▶ Task list:
• A. In the Rose Hill history, who was the first person buried in the Nalle cemetery?
• B. Render this sentence from the Rose Hill history in Spanish: "Eleanor died in 1826 and was the first to be buried in the Nalle cemetery located to the north of the main house."
• C. Reproduce the Rose Hill history word for word, everything from "The once prosperous" down to "on their travels.".

Our Rich History - Dating back to the 1800's property has seen farming, Confederate and Union occupations, and a bit of war scars to the buildings.

Rose Hill is an early 19th century federalist style frame house which sits with its original out buildings on approximately 210 acres of rolling Virginia Piedmont farmland. It is located 7 miles east of Culpeper near the base of Mt. Pony by the village of Stevensburg. It sits immediately adjacent to historic Germanna highway (RT. 3) and the old Pennsylvania/Carolina road, now Batna road (RT. 663). The property is owned by Dr. John Ashby Covington and his first cousin Donald C. Wells Jr., both direct descendants of Alfred Lomax Ashby, who purchased the property from Martin Nalle in 1853.

The once prosperous village of Stevensburg built around historic Zimmerman’s Tavern sits next to the old Pennsylvania/Carolina road which was one a main north/south thoroughfare in Colonial times. There is crosses the Germanna highway which is the approximate route taken by Colonial Governeor Alexander Spotswood and his Knights of the Golden Horseshoe who first explored the route west across the Blue Ridge Mountains in 1716. Several persons of note including Thomas Jefferson are known to have stayed in Stevensburg as a way station on their travels.

In the 1930s Mr. Will Walker’s general store was the principal business in Stevensburg. It was there that Carl Covington held his first job. Covington oral family history was enriched by Carl’s many recounted memories of Mr. Walker, his store, the clientele, and the local color of the time.

Rose Hill was originally built by Martin Nalle (1777-1843) in the first decades of the 19th century. The exact dates are unclear, but the construction techniques including the hand split sub-plaster lathework suggest that it was before the 1820s.

Oral histories from the family recollect that the “Old Hall” was the first structure to be erected around 1810. The Nalle family lived in this one story, one room, frame building while the main house was constructed over a period of about 7 years.

The mansion house is a 2 ½ frame structure with a back wing and dormer windows and has two large chimneys on either end. It has a full basement with subterranean masonry walls of local stone and brick believed to have been fired on site and composed of local red clay quarried somewhere on adjacent property.

Martin and Eleanor Nalle had twelve children. Martin was both a plantation owner and business man who also owned Nalle’s Grist Mill on nearby Mountain Run. Eleanor died in 1826 and was the first to be buried in the Nalle cemetery located to the north of the main house. Martin died in 1843. The “Nalle cemetery” contains at least 16 graves and was actively used by the Nalle family up until the late 1930s. In 1853, Phillip Pendleton Nalle (1816-1907) also buried at Rose Hill sold the property to his business partner Alfred Lomax Ashby before moving to Greenville Mansion, which he built several miles south of Rose Hill.

▶ Data rows:
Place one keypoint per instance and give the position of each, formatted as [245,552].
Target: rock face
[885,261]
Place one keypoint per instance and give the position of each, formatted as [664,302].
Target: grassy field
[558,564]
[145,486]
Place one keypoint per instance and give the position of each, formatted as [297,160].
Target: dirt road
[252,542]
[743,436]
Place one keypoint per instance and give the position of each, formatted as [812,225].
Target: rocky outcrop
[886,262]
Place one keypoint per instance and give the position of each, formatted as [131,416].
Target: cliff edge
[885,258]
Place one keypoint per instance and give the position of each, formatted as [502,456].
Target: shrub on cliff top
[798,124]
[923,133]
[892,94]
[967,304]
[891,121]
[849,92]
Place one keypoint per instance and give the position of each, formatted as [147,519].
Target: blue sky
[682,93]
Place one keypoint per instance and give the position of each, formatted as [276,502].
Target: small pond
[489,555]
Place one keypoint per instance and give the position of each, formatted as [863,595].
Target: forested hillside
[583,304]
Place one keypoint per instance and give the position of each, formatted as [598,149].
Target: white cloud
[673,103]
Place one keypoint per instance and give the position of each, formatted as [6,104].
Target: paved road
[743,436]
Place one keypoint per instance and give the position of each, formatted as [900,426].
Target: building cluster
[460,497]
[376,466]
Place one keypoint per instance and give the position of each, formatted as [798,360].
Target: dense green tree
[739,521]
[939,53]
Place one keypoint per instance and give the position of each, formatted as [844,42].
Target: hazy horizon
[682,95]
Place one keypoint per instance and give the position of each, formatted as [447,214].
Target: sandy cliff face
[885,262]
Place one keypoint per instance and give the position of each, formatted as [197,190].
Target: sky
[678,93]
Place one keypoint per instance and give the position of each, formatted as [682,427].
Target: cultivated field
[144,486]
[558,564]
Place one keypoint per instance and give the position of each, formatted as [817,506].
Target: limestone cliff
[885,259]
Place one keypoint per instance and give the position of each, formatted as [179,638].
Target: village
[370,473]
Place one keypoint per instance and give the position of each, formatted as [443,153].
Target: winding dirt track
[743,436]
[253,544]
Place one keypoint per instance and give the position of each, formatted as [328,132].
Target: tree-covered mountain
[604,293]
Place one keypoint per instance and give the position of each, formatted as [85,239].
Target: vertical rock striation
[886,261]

▶ Responses to the exercise:
• A. Eleanor Nalle, who died in 1826.

• B. Eleanor murió en 1826 y fue la primera en ser enterrada en el cementerio Nalle, situado al norte de la casa principal.

• C.
The once prosperous village of Stevensburg built around historic Zimmerman’s Tavern sits next to the old Pennsylvania/Carolina road which was one a main north/south thoroughfare in Colonial times. There is crosses the Germanna highway which is the approximate route taken by Colonial Governeor Alexander Spotswood and his Knights of the Golden Horseshoe who first explored the route west across the Blue Ridge Mountains in 1716. Several persons of note including Thomas Jefferson are known to have stayed in Stevensburg as a way station on their travels.